課題について: 下に示す視聴不一致についての文章を、最後の文の後から書き継いでください。

提示された文章:
+ + + + +
目で見ていることと耳で聞いていることにズレが生じるというのは映画などの画像では、過去には起こっていたことです。先に口が動いて声が後からついてくるということもあれば、声が聞こえてから口の動きが遅れているということもありました。
今ではデジタル画像と音声になったおかげで、視覚と聴覚でキャッチした情報がズレることはなくなりました。そういったことから、腹話術師のいっこく堂のように、声が聞こえてから、口が動くということは立派な芸(技)として受け入れられています。
その状態が私の場合には、いつも起こっていて、これは「視聴不一致」という珍しい状態だということは前回(日々修行115)書きました。
この状態が起こった40代後半のときには、医療で対応してもらおうとしましたが、それがかなわないことであることがわかってから、視聴不一致の違和感、気持ち悪さを感じないようにすることを始めました。
一番よい方法は相手の口の動きを見ないことですが、今のようにオンライン会議が使えるなら目で相手の姿は見ているものの、実際には話すことを聞いているだけということもできます。
+ + + + +
入力データ:
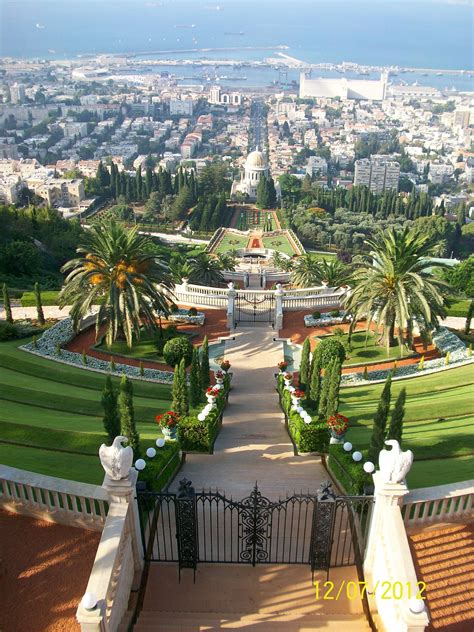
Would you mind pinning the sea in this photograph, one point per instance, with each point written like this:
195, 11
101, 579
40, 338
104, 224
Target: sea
435, 34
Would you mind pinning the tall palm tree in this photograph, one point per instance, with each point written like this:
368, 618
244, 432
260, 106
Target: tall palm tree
394, 285
117, 270
306, 271
205, 270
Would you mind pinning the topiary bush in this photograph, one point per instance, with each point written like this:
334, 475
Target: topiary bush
176, 349
328, 349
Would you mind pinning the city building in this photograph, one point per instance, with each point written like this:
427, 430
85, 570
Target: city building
359, 89
378, 173
218, 97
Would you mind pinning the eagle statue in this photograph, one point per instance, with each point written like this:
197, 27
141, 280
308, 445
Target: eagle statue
115, 459
394, 464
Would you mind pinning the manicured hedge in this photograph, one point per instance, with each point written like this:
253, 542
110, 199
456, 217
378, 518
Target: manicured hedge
199, 436
346, 471
313, 437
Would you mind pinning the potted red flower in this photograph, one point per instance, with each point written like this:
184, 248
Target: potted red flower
338, 425
168, 423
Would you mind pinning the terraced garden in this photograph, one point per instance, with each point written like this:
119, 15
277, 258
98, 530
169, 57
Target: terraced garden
439, 423
51, 416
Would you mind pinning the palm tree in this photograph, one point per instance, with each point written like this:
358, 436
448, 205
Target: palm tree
394, 285
118, 271
205, 270
306, 271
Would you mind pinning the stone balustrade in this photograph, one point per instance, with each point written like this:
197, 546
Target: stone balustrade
53, 499
444, 503
388, 564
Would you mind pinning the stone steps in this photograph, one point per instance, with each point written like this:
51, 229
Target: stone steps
208, 622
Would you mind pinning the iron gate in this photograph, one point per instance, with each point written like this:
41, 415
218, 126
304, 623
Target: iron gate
254, 307
320, 530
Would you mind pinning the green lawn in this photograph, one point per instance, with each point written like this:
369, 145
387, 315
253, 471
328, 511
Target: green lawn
281, 243
361, 352
143, 349
439, 423
44, 404
459, 308
231, 241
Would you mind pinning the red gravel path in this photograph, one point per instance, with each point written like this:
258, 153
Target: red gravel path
295, 330
44, 569
215, 326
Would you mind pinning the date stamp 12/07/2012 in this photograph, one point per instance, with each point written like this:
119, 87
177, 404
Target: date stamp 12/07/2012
329, 591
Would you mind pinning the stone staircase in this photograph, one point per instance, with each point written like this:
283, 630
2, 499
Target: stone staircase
207, 622
267, 598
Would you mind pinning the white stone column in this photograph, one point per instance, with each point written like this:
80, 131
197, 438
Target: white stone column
231, 294
385, 495
123, 491
279, 293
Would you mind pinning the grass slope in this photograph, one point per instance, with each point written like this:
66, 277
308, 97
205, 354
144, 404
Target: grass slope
439, 423
53, 412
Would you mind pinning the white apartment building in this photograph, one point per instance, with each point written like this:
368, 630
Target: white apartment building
378, 173
181, 107
316, 166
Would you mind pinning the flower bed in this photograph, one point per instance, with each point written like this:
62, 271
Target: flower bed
325, 320
183, 316
443, 339
197, 433
63, 332
307, 437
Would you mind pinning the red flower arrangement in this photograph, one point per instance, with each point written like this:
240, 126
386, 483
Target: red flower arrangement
338, 423
168, 420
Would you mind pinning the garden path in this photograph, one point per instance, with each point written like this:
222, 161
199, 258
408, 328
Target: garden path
253, 444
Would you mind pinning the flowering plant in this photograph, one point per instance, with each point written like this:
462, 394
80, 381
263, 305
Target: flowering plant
168, 420
338, 423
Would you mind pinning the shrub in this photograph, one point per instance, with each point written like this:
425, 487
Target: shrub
8, 331
176, 350
328, 349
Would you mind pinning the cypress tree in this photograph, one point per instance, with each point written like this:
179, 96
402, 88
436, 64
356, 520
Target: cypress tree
205, 379
315, 382
111, 417
127, 415
305, 364
39, 306
195, 391
323, 398
6, 304
396, 421
380, 422
180, 403
334, 386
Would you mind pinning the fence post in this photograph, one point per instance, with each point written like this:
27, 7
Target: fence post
123, 491
279, 293
231, 294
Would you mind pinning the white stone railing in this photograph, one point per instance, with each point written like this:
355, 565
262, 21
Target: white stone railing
443, 503
112, 574
53, 499
388, 563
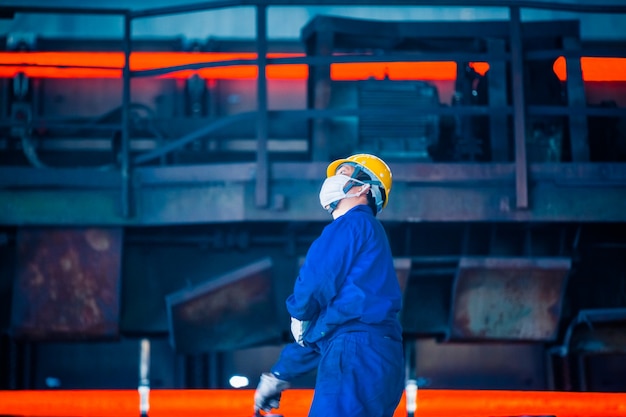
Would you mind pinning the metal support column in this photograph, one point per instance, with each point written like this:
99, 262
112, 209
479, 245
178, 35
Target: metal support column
262, 174
125, 148
519, 110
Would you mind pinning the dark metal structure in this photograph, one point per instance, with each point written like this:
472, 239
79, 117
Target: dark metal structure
507, 217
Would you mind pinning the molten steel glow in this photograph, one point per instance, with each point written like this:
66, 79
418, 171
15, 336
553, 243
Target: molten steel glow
110, 64
295, 403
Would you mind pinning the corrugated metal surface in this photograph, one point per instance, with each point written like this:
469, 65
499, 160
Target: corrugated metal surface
409, 133
68, 283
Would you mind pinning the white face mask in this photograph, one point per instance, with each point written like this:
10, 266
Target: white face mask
333, 190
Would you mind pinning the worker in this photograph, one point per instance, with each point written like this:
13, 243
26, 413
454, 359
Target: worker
345, 304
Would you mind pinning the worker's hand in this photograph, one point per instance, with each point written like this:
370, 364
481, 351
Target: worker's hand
268, 392
298, 328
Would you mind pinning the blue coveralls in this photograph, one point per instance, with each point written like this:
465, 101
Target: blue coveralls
348, 289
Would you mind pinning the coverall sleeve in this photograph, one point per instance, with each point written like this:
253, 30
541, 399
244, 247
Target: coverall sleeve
324, 269
294, 361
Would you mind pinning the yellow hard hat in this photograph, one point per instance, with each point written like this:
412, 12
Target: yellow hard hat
377, 169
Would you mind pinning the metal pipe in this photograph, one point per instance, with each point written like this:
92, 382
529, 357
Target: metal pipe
262, 174
519, 117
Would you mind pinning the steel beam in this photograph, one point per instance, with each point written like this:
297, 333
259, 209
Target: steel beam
215, 194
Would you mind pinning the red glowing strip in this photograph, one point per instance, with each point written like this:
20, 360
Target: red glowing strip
296, 402
110, 64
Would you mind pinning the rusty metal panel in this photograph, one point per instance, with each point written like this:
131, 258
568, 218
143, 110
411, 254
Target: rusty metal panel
68, 283
518, 299
232, 311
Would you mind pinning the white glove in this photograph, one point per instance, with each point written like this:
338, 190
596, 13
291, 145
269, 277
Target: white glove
298, 328
267, 395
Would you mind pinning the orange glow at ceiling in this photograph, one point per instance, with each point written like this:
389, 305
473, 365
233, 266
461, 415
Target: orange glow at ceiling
110, 64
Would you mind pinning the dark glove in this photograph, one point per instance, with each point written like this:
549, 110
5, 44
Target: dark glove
268, 392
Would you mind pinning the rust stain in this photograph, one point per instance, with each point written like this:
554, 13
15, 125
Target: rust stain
513, 299
67, 283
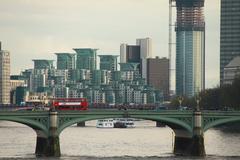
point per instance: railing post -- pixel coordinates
(53, 139)
(190, 144)
(198, 135)
(49, 146)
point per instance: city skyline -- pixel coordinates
(45, 27)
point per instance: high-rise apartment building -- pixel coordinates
(229, 34)
(137, 54)
(158, 74)
(4, 76)
(145, 52)
(130, 53)
(43, 64)
(86, 58)
(190, 47)
(66, 60)
(108, 62)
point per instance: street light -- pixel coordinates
(180, 99)
(198, 99)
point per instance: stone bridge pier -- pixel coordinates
(48, 145)
(191, 144)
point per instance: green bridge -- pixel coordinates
(188, 126)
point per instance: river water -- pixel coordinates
(90, 143)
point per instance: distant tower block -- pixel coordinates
(190, 47)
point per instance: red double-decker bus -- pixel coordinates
(70, 104)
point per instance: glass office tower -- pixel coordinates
(230, 33)
(190, 47)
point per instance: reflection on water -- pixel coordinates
(90, 143)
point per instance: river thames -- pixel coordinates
(145, 141)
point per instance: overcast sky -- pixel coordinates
(36, 29)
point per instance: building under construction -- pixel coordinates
(190, 47)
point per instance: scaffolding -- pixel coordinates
(170, 42)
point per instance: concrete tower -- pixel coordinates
(4, 76)
(86, 58)
(229, 34)
(190, 47)
(145, 52)
(66, 60)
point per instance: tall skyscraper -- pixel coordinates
(158, 74)
(66, 60)
(108, 62)
(86, 58)
(4, 76)
(190, 47)
(43, 64)
(145, 52)
(230, 33)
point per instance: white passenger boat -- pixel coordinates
(116, 123)
(105, 123)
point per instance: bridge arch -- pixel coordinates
(168, 121)
(35, 125)
(219, 122)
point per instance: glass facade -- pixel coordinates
(86, 58)
(190, 48)
(66, 61)
(43, 64)
(230, 33)
(108, 62)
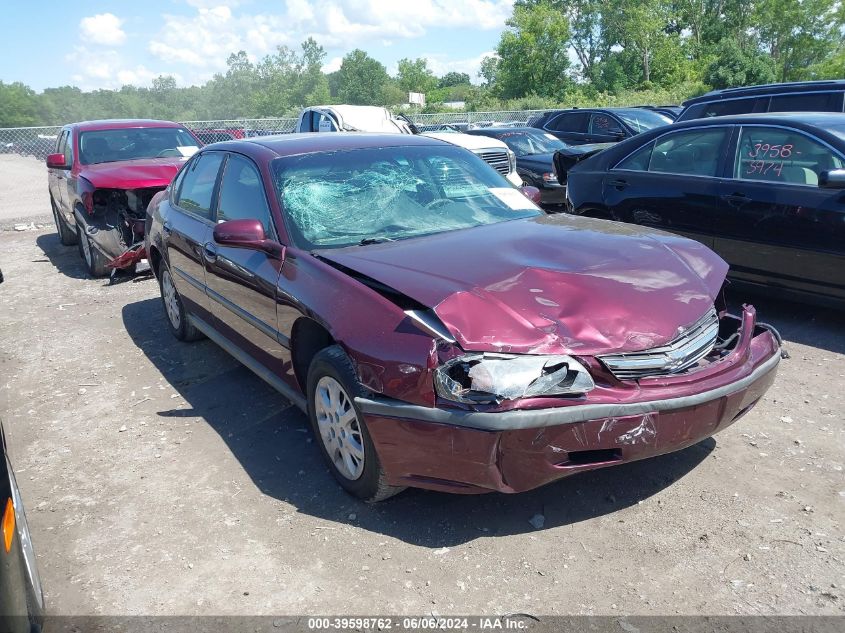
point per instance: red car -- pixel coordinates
(101, 178)
(438, 329)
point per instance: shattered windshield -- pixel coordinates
(109, 146)
(363, 196)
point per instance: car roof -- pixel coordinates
(122, 124)
(504, 130)
(798, 119)
(307, 142)
(764, 89)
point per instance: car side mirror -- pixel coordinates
(56, 161)
(833, 179)
(532, 193)
(247, 234)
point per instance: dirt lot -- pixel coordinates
(164, 478)
(23, 194)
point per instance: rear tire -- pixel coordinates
(340, 429)
(174, 310)
(67, 235)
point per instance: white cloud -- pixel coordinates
(205, 39)
(95, 69)
(332, 65)
(103, 28)
(440, 65)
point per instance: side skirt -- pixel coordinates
(253, 365)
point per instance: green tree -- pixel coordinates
(798, 34)
(415, 76)
(533, 52)
(18, 105)
(453, 79)
(588, 32)
(735, 66)
(362, 79)
(639, 26)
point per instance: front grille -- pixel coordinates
(497, 159)
(693, 344)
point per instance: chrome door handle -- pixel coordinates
(209, 252)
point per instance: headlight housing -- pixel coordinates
(488, 377)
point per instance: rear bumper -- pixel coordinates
(555, 194)
(515, 451)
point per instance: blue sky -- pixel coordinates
(99, 44)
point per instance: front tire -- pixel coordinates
(340, 429)
(95, 261)
(174, 309)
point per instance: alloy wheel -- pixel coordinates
(171, 299)
(86, 247)
(340, 429)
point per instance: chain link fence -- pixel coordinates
(37, 142)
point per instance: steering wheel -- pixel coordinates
(439, 202)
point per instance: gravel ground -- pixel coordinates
(164, 478)
(24, 197)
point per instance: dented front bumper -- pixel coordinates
(460, 450)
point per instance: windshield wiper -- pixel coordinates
(375, 240)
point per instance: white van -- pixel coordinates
(349, 118)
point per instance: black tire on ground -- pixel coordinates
(94, 260)
(67, 235)
(174, 309)
(332, 364)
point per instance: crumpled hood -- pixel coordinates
(550, 284)
(132, 174)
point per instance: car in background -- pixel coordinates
(766, 192)
(440, 330)
(668, 110)
(442, 127)
(798, 96)
(102, 175)
(374, 119)
(598, 125)
(534, 151)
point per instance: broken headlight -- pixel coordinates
(484, 378)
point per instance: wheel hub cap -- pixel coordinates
(340, 430)
(171, 299)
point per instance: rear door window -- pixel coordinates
(197, 190)
(733, 106)
(807, 102)
(782, 156)
(691, 153)
(601, 123)
(571, 122)
(242, 194)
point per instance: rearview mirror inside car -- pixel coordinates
(833, 179)
(532, 193)
(56, 161)
(246, 234)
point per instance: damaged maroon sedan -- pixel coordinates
(439, 330)
(101, 178)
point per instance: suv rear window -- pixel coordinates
(570, 122)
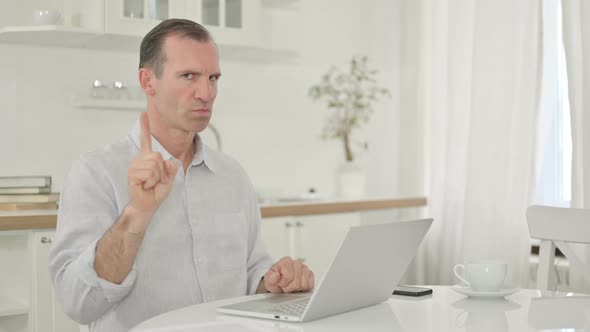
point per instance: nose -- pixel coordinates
(204, 90)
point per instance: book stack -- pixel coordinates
(27, 192)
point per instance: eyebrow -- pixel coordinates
(185, 71)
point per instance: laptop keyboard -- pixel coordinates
(294, 308)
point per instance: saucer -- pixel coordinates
(465, 290)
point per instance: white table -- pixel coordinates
(445, 310)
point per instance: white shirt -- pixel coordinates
(202, 244)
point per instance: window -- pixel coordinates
(554, 143)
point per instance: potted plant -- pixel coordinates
(350, 96)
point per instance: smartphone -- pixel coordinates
(411, 291)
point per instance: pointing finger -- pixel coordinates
(145, 136)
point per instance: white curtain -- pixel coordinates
(479, 83)
(576, 36)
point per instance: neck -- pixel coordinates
(180, 143)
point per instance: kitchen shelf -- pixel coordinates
(12, 307)
(80, 38)
(280, 4)
(109, 104)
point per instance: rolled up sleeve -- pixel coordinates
(259, 261)
(87, 210)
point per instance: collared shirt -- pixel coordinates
(202, 244)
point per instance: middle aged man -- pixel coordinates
(157, 220)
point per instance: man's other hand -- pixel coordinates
(287, 276)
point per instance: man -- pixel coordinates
(158, 221)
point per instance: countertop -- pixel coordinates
(46, 219)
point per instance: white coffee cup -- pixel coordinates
(483, 276)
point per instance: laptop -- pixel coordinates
(368, 265)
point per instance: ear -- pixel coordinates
(147, 79)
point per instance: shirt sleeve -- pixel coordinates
(87, 210)
(259, 261)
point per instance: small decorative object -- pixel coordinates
(351, 96)
(46, 17)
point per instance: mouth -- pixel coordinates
(201, 111)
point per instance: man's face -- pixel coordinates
(187, 87)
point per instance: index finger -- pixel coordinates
(145, 137)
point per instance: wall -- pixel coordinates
(263, 113)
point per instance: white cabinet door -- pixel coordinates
(231, 22)
(47, 313)
(137, 17)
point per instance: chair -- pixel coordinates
(557, 227)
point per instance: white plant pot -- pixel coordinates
(350, 180)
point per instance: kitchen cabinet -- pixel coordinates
(137, 17)
(46, 313)
(253, 31)
(233, 22)
(27, 302)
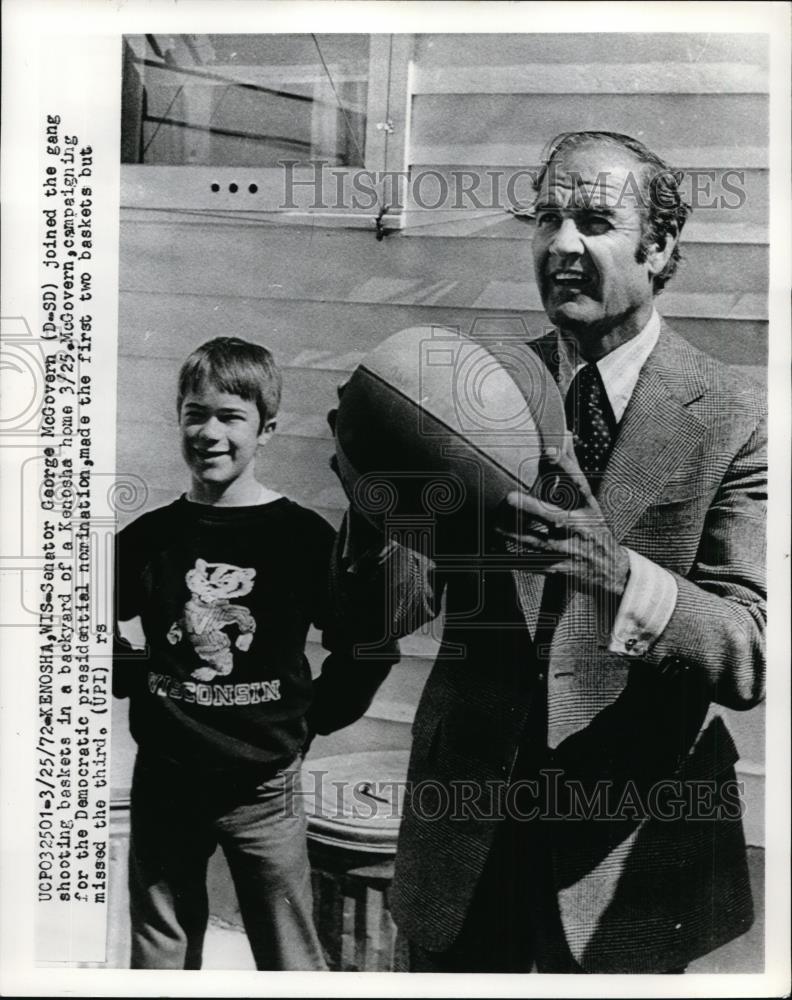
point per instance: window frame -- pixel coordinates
(345, 193)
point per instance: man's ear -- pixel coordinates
(267, 430)
(657, 257)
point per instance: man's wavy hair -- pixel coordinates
(663, 211)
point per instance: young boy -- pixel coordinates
(225, 582)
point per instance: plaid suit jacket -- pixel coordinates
(648, 890)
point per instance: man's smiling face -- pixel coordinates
(586, 245)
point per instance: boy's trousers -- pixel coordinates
(179, 815)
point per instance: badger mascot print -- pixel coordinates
(210, 620)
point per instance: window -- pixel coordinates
(261, 122)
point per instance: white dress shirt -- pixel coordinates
(650, 596)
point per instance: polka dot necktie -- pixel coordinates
(591, 420)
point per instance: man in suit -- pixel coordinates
(571, 802)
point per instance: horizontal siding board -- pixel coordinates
(463, 148)
(594, 78)
(499, 49)
(353, 268)
(663, 121)
(155, 327)
(721, 196)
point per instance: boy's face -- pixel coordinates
(220, 433)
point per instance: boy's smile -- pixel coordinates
(220, 433)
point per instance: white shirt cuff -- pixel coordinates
(646, 606)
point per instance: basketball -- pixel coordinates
(437, 426)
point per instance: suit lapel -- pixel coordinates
(656, 433)
(530, 586)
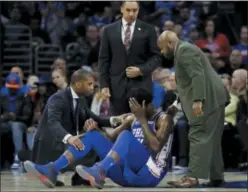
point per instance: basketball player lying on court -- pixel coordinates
(134, 155)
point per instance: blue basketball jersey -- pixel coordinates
(157, 161)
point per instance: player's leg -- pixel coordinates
(48, 173)
(126, 151)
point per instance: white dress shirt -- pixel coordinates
(124, 28)
(74, 97)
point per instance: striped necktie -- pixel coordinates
(127, 37)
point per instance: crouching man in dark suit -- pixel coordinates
(63, 119)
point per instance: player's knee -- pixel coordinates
(93, 134)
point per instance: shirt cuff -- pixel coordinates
(65, 140)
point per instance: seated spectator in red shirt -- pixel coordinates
(215, 42)
(243, 44)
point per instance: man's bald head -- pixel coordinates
(167, 42)
(82, 82)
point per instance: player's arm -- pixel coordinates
(124, 126)
(164, 127)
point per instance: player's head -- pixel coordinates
(141, 95)
(82, 82)
(130, 10)
(167, 43)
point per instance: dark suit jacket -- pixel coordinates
(57, 120)
(114, 59)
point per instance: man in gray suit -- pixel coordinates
(203, 98)
(63, 119)
(128, 53)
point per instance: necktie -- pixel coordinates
(127, 37)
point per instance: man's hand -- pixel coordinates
(106, 93)
(197, 109)
(90, 124)
(138, 110)
(76, 142)
(133, 72)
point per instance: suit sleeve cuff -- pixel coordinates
(65, 140)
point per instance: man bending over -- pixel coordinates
(134, 155)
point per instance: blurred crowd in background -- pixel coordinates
(218, 28)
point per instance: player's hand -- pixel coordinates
(90, 124)
(106, 93)
(171, 110)
(138, 110)
(133, 72)
(76, 142)
(197, 109)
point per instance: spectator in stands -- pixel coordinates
(54, 21)
(39, 35)
(178, 29)
(16, 111)
(59, 78)
(39, 104)
(243, 44)
(163, 10)
(186, 20)
(216, 42)
(168, 25)
(85, 43)
(24, 89)
(32, 84)
(235, 62)
(19, 71)
(15, 16)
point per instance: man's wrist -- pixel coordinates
(65, 139)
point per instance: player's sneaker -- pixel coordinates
(45, 173)
(95, 175)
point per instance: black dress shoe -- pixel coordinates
(59, 184)
(76, 180)
(214, 183)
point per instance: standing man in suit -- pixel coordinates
(127, 57)
(63, 119)
(203, 98)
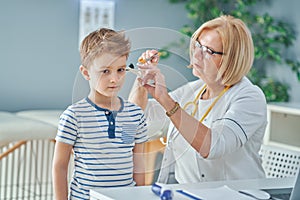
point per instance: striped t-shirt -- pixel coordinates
(102, 141)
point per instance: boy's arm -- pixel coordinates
(61, 159)
(139, 164)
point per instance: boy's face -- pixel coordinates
(107, 74)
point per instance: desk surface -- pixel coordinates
(144, 192)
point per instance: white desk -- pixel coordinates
(144, 192)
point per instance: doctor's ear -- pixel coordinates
(84, 71)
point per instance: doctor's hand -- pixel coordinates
(153, 80)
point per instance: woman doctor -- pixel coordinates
(218, 121)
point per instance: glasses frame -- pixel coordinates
(207, 49)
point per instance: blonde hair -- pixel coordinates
(237, 45)
(102, 41)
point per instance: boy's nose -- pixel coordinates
(114, 77)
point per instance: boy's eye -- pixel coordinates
(105, 71)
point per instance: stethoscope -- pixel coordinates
(194, 104)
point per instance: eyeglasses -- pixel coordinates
(206, 49)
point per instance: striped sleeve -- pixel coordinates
(141, 135)
(67, 127)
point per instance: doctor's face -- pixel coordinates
(207, 55)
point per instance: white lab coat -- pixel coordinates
(237, 123)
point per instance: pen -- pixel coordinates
(188, 194)
(143, 60)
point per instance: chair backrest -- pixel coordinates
(279, 162)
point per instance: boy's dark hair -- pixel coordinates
(102, 41)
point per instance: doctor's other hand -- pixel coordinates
(153, 80)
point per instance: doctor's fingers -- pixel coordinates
(150, 74)
(148, 57)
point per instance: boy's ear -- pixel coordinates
(84, 72)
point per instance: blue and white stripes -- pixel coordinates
(101, 161)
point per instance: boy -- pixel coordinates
(105, 132)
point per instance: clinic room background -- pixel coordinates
(39, 46)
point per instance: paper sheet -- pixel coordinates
(223, 192)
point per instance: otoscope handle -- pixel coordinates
(164, 194)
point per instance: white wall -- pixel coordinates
(39, 46)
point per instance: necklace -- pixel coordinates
(195, 105)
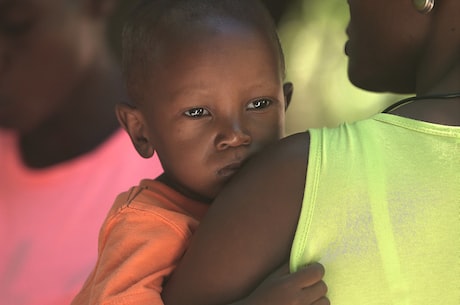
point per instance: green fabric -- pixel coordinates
(381, 211)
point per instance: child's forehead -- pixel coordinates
(212, 34)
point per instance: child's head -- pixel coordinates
(46, 48)
(206, 81)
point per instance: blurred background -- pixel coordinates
(312, 33)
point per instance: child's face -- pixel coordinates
(45, 46)
(211, 105)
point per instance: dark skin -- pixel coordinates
(214, 126)
(53, 90)
(248, 232)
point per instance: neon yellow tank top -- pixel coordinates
(381, 212)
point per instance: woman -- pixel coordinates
(376, 202)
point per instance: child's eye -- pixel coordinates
(196, 112)
(259, 104)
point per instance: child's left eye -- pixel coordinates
(196, 112)
(259, 104)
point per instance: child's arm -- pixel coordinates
(248, 230)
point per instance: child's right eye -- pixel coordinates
(196, 112)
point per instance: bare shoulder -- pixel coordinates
(251, 224)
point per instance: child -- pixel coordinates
(63, 155)
(206, 81)
(376, 201)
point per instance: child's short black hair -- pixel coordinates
(143, 29)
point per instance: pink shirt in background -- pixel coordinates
(50, 219)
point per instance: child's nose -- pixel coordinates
(232, 135)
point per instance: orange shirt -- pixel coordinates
(143, 237)
(50, 218)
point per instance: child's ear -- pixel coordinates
(132, 121)
(288, 89)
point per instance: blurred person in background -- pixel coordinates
(63, 155)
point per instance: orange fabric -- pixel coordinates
(143, 237)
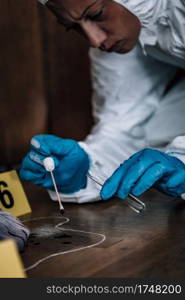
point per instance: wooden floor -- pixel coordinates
(148, 245)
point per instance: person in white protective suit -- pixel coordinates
(137, 47)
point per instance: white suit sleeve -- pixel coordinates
+ + + + +
回答:
しかし、画面越しの対話が普通ではなかった時代には、対面していても口元を見ないようにするといっても、顔を見ると口の動きが見えてしまうので、対面している相手の顔を見ないようにして話すということをしていました。
これは話をするときには絶対にしてはいけないとされることで、相手を不機嫌にさせることにもなり、会議なり取材なりの目的を充分に達成できないこともありました。
その場で、視聴不一致のことを説明しても理解してもらうのは難しいので、よほどの関係性がある人以外には話したことはありません。中には、顔を見て話さなくても仕事には関係ないといってくれる人もいるにはいたのですが。